— start of Selected extract —

The Nokia 6500 slide is a mobile phone by Nokia. The phone runs the Series 40 platform. The case is made of brushed stainless steel. It is the slider version of Nokia 6500 classic.

Features
Communications
Quad band GSM / GPRS / EDGE: GSM 850, GSM 900, GSM 1800, GSM 1900
 Dual band UMTS (W-CDMA): UMTS 850, UMTS 2100

Media
Music player supports MP3, MP4, AAC, eAAC+, and WMA audio formats.
Video playback supports QVGA for H.263, MPEG4, and QCIF for H264 formats and codecs.
Video streaming supports H.263 & MPEG4 (up to QVGA, 15 frame/s), and H.264 (QCIF 15 frame/s) formats.
FM Radio
Camera
3.2-megapixel Carl Zeiss AG Optics camera, with video recording (VGA 15 frame/s)
Takes photos up to 2048x1536
Integrated double LED flash
Secondary camera for video calling (QCIF resolution, 15 frame/s)

— end of Selected extract —
— start of Data —

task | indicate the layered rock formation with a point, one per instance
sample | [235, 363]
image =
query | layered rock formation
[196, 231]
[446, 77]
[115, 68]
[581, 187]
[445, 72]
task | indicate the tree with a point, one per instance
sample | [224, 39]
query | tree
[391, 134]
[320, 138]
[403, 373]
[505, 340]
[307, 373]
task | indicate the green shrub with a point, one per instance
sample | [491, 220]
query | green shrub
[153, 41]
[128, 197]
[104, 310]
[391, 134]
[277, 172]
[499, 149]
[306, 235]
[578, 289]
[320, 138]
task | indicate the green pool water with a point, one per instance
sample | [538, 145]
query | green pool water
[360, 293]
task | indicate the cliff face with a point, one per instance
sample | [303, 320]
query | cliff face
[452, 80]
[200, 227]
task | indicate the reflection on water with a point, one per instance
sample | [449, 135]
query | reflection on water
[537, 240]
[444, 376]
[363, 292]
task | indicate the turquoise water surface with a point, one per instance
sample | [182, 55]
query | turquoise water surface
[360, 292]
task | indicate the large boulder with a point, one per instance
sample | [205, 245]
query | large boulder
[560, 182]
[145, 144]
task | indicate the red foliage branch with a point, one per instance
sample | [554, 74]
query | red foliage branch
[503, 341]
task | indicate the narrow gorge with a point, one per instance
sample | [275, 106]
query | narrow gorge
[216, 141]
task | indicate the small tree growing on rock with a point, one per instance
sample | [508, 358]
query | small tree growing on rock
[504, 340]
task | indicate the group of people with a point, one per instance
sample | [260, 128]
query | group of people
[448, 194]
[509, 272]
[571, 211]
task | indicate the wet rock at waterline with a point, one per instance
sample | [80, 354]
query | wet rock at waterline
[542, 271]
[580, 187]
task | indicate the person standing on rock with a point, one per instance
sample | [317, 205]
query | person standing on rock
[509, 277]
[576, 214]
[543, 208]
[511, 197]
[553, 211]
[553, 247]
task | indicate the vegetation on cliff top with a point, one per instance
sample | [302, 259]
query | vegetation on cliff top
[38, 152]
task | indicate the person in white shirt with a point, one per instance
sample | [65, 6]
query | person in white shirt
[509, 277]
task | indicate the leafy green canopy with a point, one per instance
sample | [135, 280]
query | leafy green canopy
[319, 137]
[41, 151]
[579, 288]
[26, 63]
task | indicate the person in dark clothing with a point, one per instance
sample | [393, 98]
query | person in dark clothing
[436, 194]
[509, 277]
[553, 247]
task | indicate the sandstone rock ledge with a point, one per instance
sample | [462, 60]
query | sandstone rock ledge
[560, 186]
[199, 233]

— end of Data —

▶ _What the task asks_
Check each statement against the Nokia 6500 slide description above and answer yes or no, quoting the words that decide it: (a) the phone's case is made of brushed stainless steel; (b) the secondary camera works at VGA resolution; (c) the phone runs the Series 60 platform.

▶ _Result_
(a) Yes: "The case is made of brushed stainless steel."
(b) No: "Secondary camera for video calling (QCIF resolution, 15 frame/s)"
(c) No: "The phone runs the Series 40 platform."